- Selected passage -

Content starts

Delhi Inc: Splits are showing
The Bhai Mohan Singh family feud is the latest episode in the ongoing saga of feuding Delhi-based business families.india Updated: Jul 09, 2006 02:23 IST
The Bhai Mohan Singh family feud is the latest episode in the ongoing saga of feuding Delhi-based business families.
The slug fest between Bhai Mohan Singh’s younger son Analjit, who heads the Max group, and his elder brother Parvinder’s widow Nimmi and sons Shivinder and Malvinder has an all too familiar ring: business families that fall apart after the death of the founder patriarch.
Delhi’s corporate history keeps repeating itself with stories of fissures and divisions in business families. In some cases, the division is amicable; in others, there are lengthy court battles. Some splits actually help the company become bigger and better as management becomes stronger. But in many cases, the business dwindles. Either way, “it certainly affects the fortunes of the company,” says Bakul Dholakia, director, IIM, Ahmedabad.
One corporate lesson has been learnt — the fact that forward planning doesn’t always help. Bhai Mohan Singh, for instance, had finalised a settlement distributing his companies and family wealth among his three sons — the late Parvinder Singh, Manjit Singh and Analjit Singh — while he was still alive.
Ranbaxy was given to Parvinder Singh (along with the 1 Southend Lane property where his sons and their families live), and he turned Ranbaxy into a pharma multinational.
Manjit Singh, meanwhile, got Montari Industries and a number of sprawling bunglows in Lutyen’s Delhi. However, he had to sell off some assets to repay his debts, and the company was closed down.

Content ends

- Provided information -
Content starts

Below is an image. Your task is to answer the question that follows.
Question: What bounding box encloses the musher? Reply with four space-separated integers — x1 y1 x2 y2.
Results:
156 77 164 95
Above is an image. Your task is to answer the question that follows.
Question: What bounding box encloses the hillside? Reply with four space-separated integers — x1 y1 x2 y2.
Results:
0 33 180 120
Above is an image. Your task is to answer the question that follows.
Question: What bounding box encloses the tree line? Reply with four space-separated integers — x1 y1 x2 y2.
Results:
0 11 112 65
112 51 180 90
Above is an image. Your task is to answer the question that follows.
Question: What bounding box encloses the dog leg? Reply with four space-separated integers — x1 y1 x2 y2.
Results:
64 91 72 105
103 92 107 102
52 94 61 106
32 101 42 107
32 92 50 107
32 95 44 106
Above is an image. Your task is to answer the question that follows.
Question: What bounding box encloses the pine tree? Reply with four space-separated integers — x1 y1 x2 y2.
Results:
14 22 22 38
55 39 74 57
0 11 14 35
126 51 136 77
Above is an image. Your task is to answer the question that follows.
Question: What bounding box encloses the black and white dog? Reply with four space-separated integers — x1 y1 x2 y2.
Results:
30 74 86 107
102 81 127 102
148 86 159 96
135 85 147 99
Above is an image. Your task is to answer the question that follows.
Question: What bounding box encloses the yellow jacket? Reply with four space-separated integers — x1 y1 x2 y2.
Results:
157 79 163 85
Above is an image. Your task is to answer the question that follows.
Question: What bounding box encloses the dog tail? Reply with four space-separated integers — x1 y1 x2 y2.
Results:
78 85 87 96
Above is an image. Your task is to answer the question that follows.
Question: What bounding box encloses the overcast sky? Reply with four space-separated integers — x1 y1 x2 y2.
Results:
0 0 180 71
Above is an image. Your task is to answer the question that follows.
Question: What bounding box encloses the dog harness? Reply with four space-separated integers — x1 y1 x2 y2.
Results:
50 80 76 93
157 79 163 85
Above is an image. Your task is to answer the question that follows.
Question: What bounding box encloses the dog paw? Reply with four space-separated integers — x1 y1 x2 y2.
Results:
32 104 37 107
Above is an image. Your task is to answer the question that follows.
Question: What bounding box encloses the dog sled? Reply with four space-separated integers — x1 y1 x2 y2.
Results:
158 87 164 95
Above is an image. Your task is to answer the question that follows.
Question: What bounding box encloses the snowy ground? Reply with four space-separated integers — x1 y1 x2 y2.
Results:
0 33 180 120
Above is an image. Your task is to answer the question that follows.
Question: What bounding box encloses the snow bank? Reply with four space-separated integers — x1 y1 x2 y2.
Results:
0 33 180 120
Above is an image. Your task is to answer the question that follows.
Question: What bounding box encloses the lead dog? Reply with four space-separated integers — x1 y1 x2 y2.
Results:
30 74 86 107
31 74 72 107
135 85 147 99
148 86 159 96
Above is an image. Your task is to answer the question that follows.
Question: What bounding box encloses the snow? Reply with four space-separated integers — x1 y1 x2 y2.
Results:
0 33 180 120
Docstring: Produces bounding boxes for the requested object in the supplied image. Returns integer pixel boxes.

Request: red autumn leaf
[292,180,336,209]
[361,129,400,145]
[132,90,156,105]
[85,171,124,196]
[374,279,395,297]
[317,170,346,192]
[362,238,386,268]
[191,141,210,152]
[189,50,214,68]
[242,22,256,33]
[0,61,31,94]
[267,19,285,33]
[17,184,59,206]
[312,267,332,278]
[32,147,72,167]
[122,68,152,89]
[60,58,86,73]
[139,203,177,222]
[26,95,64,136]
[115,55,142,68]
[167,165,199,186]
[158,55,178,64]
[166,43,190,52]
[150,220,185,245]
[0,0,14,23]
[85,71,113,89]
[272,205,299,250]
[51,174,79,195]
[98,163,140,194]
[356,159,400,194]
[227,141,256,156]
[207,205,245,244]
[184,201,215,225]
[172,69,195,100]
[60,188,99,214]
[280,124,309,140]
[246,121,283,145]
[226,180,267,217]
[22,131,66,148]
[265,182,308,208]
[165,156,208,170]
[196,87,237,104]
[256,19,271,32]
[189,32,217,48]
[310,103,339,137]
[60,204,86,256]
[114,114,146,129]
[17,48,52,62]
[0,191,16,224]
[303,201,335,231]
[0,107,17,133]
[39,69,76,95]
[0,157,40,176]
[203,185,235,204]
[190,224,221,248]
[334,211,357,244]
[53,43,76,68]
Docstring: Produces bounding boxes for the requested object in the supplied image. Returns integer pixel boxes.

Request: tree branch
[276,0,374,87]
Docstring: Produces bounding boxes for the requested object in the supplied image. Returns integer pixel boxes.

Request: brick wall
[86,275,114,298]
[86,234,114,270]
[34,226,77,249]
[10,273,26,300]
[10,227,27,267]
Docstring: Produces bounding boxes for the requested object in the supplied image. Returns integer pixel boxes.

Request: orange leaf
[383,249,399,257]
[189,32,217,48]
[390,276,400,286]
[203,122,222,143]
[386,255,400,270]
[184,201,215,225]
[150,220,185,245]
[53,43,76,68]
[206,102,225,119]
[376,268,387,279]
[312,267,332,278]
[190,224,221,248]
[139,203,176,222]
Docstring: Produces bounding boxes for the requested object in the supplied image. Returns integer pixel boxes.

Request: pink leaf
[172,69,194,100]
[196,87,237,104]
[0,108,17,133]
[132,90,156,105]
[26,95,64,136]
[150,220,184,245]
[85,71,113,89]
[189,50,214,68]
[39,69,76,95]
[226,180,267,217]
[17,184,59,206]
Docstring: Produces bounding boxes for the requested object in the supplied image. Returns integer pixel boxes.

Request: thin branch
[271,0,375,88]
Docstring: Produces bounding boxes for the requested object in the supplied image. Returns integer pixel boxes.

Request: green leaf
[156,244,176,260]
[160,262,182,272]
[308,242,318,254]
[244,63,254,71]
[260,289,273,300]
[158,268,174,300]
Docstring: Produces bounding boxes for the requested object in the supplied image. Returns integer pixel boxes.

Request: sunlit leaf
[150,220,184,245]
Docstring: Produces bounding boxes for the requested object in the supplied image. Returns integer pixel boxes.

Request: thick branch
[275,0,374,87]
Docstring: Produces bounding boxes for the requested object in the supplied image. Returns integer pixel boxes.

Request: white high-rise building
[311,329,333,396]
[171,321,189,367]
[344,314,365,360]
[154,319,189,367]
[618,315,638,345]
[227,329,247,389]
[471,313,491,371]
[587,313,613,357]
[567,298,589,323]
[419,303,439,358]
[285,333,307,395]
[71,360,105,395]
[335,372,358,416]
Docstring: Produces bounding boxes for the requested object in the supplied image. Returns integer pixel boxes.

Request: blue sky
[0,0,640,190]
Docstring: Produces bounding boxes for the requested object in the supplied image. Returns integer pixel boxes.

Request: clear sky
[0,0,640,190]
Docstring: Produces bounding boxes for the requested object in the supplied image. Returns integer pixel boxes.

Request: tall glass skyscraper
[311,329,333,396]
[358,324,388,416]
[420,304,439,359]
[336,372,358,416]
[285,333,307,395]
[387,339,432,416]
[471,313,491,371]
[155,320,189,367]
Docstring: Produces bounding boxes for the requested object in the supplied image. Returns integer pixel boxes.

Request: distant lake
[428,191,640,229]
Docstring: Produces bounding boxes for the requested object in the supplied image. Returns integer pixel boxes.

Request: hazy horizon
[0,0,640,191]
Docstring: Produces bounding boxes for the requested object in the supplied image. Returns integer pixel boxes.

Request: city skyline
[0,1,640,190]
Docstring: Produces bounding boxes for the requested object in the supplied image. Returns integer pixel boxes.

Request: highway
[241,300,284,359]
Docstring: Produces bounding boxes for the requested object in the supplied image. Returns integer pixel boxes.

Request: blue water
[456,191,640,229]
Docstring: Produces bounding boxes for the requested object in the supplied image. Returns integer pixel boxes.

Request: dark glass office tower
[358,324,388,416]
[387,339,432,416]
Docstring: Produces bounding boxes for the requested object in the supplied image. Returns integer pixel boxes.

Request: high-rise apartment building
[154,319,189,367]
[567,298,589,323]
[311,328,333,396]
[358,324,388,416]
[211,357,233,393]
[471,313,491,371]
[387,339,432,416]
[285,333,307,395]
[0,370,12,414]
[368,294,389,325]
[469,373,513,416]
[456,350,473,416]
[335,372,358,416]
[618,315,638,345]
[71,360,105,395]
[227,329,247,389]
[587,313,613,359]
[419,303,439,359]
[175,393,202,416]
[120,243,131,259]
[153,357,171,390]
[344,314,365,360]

Content ends
Content starts

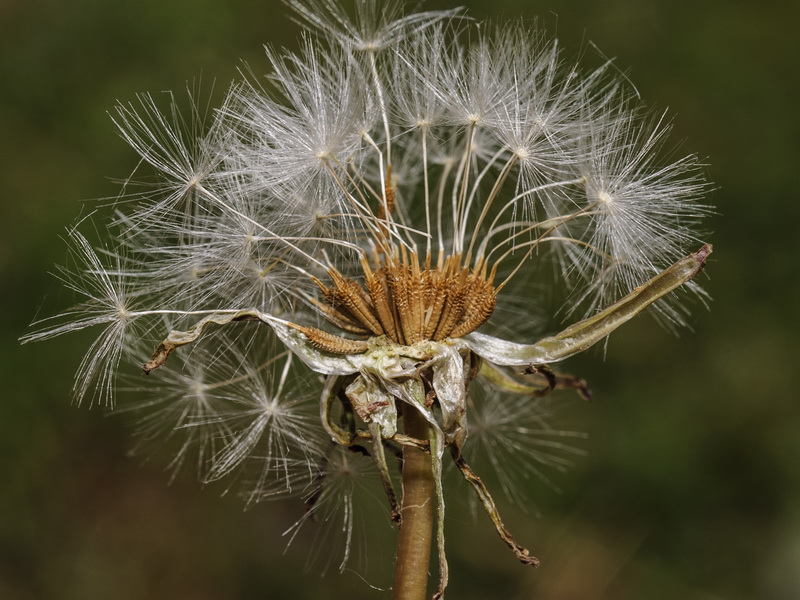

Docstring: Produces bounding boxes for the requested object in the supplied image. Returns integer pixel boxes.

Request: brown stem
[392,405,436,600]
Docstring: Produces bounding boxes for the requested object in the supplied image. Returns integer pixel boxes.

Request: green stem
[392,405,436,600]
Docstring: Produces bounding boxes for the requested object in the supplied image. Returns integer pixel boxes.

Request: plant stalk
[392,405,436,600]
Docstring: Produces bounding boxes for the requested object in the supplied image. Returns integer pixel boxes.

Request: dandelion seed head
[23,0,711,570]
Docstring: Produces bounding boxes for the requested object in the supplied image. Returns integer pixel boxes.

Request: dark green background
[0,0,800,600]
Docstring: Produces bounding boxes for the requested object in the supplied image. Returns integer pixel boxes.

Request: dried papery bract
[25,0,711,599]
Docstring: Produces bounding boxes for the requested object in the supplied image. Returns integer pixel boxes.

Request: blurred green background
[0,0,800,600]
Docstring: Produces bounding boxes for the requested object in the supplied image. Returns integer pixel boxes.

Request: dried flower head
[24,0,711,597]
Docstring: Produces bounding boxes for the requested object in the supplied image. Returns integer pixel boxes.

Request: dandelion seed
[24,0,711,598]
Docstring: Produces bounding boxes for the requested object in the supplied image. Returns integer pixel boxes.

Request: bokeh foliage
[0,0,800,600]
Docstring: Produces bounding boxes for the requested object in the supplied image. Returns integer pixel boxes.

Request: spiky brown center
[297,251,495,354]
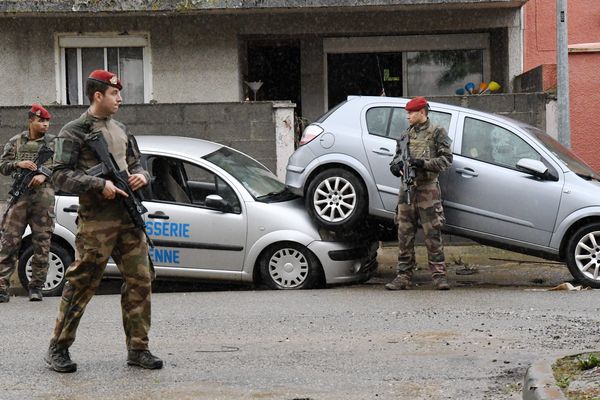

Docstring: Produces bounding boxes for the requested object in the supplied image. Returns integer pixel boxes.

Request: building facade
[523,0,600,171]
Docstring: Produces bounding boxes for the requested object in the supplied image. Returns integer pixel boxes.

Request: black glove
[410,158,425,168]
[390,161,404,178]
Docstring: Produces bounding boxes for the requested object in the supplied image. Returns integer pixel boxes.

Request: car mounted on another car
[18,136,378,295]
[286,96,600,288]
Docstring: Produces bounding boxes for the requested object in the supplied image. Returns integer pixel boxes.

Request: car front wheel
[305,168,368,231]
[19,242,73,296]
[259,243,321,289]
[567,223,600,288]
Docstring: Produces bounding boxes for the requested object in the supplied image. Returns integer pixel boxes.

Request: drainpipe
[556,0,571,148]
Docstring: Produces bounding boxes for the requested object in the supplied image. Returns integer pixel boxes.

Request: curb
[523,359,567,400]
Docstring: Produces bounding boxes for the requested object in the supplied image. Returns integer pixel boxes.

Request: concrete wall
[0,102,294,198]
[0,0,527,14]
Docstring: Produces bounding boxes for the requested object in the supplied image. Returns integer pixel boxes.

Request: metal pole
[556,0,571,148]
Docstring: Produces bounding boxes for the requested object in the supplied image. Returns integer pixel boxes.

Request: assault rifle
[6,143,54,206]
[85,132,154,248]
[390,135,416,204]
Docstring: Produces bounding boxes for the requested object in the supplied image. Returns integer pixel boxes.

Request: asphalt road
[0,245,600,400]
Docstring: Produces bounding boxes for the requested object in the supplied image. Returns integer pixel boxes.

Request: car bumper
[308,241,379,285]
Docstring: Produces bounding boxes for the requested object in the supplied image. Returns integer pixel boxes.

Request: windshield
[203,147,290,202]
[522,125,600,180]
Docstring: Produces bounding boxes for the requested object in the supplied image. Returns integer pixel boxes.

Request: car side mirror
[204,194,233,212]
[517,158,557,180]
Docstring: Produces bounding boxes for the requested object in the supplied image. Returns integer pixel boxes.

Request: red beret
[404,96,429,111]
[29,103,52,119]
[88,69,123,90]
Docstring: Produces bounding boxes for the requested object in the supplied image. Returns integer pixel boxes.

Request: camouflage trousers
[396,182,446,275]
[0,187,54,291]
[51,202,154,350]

Content ends
Content starts

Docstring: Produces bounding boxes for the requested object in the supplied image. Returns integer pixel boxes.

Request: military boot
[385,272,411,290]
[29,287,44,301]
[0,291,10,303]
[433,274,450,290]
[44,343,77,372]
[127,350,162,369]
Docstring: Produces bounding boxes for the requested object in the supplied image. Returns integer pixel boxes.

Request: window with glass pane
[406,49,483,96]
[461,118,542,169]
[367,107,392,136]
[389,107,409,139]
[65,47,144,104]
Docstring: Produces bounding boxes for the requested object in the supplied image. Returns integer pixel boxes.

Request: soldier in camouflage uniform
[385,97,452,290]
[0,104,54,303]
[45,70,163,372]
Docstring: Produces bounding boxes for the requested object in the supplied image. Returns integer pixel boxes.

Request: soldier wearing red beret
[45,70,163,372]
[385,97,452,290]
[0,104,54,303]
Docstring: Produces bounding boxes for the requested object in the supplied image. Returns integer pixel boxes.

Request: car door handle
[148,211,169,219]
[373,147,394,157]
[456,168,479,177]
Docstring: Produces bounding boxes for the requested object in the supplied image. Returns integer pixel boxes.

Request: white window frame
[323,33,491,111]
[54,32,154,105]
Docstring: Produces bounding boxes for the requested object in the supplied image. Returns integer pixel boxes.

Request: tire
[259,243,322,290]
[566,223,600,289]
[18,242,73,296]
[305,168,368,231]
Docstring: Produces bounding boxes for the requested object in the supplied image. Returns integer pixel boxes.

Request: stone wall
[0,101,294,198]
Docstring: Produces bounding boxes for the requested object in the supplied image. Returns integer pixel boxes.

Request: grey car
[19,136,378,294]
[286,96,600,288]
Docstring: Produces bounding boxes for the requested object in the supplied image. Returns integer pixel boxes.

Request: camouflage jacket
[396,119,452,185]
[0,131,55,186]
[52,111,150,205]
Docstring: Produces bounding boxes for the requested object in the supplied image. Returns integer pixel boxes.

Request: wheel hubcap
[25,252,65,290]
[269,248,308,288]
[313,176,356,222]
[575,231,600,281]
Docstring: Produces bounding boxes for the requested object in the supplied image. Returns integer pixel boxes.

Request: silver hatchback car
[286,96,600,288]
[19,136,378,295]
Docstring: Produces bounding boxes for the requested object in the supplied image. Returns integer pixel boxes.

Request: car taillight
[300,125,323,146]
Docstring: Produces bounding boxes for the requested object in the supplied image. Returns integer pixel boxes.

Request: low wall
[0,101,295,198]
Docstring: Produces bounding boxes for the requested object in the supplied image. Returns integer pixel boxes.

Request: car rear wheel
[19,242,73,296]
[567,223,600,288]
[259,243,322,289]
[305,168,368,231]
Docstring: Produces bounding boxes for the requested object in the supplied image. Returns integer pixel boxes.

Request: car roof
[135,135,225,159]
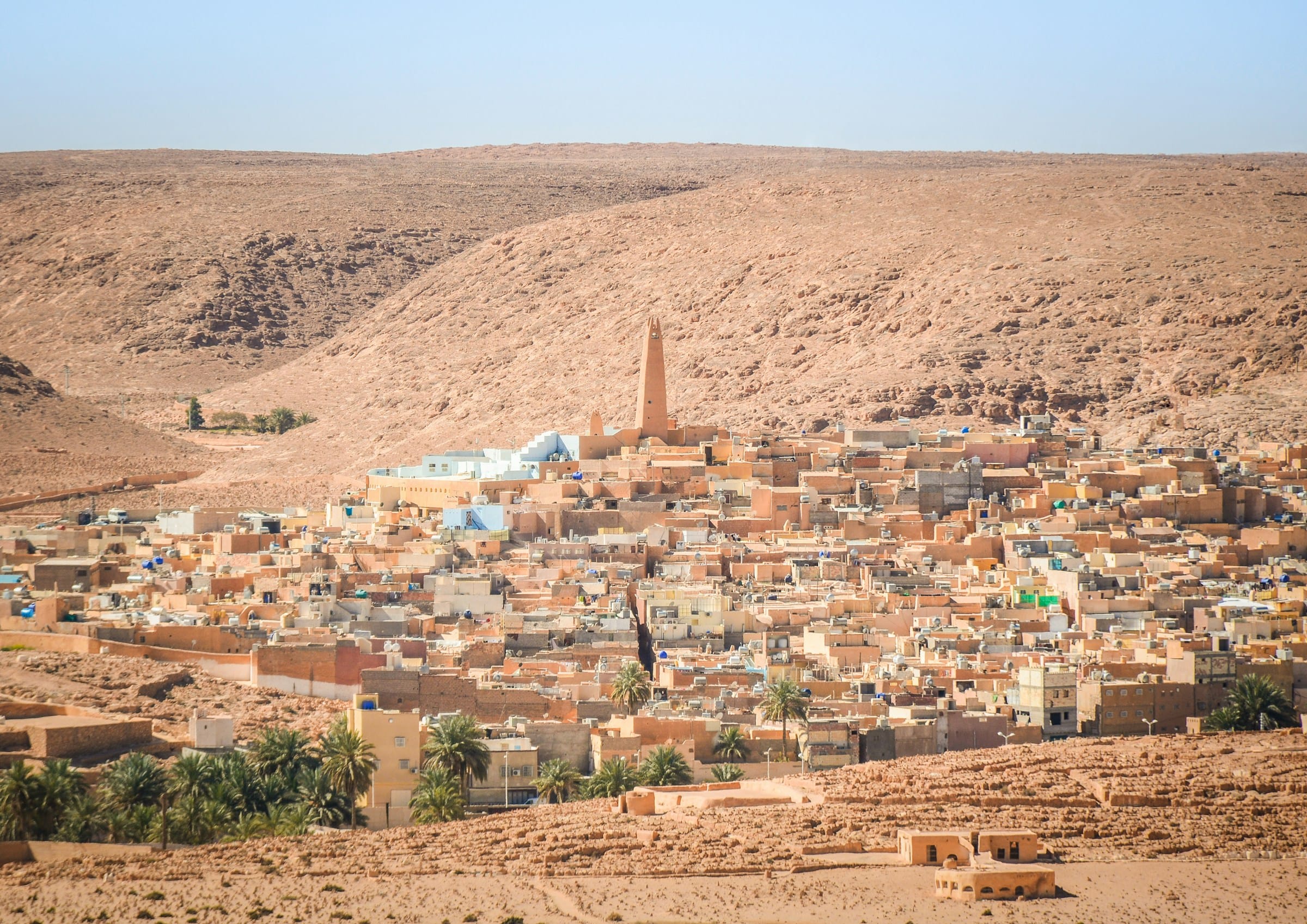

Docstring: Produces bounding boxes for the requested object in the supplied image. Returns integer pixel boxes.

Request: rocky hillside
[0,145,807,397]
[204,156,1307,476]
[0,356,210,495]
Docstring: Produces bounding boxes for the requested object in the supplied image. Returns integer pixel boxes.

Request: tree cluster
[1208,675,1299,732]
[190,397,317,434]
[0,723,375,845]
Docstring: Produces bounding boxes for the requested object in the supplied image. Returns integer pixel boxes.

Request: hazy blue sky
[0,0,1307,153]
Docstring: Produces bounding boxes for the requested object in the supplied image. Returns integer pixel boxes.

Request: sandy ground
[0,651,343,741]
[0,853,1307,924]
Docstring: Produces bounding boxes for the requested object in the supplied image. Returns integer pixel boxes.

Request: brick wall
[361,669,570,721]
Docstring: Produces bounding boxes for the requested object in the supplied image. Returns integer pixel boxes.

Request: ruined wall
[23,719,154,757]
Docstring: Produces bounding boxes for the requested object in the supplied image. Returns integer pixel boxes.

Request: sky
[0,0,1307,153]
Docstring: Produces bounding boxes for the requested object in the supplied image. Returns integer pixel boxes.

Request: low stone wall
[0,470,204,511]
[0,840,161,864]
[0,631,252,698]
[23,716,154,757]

Content ends

- Aim of the exercise -
Pick up the article on splits in Delhi's business families after its final sentence and carry it forward.

- Expected answer -
Analjit Singh got Max India and some real estate and cash. Subsequently, he diversified into telecom, insurance and healthcare. Everything seemed settled. But on the death of Bhai Mohan Singh on March 27 this year, it was revealed that Analjit Singh was to be the sole heir of his remaining property (which includes some Ranbaxy shares, and the Delhi Guest House).
DCM: The irony about the state of DCM is that many of today’s big industrialists have either worked with or been associated with the company at some point in their careers. The HCL group’s Shiv Nadar, for instance, began his career with DCM Data System. Today, his group has a combined market cap of Rs 20,000 crore and gross revenues of over Rs 12,000 crore. As for DCM? The split empire has revenues of around Rs 7,000 crore.
The DCM group was split among Shri Ram’s three sons: Murli Dhar, Bharat Ram and Charat Ram. Murli Dhar’s portion was split between his two sons
Bansi Dhar (who got DCM Sriram Industries, now being managed by his three sons) and Sri Dhar (who got DCM Sriram Consolidated, that is now managed by his two sons).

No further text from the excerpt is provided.